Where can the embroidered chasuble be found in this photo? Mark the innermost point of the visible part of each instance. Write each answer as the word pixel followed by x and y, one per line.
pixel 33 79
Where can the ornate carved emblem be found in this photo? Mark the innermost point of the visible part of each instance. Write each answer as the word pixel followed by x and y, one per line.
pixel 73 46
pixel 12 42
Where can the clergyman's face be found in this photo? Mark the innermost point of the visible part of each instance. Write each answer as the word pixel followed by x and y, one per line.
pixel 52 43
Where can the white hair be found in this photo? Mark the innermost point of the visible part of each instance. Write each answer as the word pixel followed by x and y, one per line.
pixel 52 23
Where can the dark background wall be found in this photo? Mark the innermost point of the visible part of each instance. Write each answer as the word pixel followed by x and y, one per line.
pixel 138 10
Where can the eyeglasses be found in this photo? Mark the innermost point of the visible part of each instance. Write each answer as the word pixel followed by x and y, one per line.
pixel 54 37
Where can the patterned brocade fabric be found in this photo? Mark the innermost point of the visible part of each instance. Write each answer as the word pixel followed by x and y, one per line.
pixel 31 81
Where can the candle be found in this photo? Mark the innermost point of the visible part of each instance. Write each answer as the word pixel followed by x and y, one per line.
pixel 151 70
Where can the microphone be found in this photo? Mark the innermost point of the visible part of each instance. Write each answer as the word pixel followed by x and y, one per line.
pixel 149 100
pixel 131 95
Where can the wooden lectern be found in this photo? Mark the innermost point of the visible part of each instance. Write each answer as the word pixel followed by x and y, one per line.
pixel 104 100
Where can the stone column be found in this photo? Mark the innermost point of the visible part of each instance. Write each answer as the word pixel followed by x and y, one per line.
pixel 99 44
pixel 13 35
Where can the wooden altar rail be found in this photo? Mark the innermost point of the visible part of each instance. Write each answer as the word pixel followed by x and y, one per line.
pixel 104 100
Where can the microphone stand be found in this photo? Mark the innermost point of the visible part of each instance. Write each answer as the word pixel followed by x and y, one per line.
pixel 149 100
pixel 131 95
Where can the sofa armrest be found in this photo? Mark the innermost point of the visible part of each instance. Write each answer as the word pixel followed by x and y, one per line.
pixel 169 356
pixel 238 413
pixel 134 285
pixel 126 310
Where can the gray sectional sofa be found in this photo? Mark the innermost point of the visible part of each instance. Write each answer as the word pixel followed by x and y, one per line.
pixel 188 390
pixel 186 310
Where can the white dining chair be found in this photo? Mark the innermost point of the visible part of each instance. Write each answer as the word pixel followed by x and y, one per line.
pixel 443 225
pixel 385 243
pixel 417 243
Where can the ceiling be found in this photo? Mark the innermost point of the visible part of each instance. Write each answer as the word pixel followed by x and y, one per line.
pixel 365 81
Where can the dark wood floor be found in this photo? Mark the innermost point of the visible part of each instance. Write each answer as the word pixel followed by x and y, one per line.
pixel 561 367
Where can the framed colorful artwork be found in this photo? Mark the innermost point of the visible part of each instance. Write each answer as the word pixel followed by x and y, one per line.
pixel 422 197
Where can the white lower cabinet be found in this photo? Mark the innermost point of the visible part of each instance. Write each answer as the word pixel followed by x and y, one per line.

·····

**EXERCISE INSTRUCTIONS**. Starting from the line with "Where can the white dining" and ending with the final line of the data, quote every line exactly, both ends included.

**ANSWER**.
Where can the white dining chair be found in this photo? Mark the innermost point of the visible part of each instance. Write each answer as the word pixel followed by x and y, one per line.
pixel 443 225
pixel 385 243
pixel 417 243
Where can the ceiling be found in this photo? Mark the innermost point of the visible part of each instance. Write each answer as the word pixel followed by x and y, one per line.
pixel 365 81
Where can the dark wood floor be found in this photo? Mark the innermost point of the visible part of each instance. Write each answer as the word pixel followed by x and y, one per line.
pixel 561 367
Where can the framed colorful artwork be found in this photo? Mark the innermost point of the visible part of each instance. Write each answer as the word pixel followed by x and y, one per line.
pixel 422 197
Where can the white lower cabinet be found in this photo? Mark the innermost point of the visible part of each instance. Write each answer as the word pixel followed by x and y, one per line.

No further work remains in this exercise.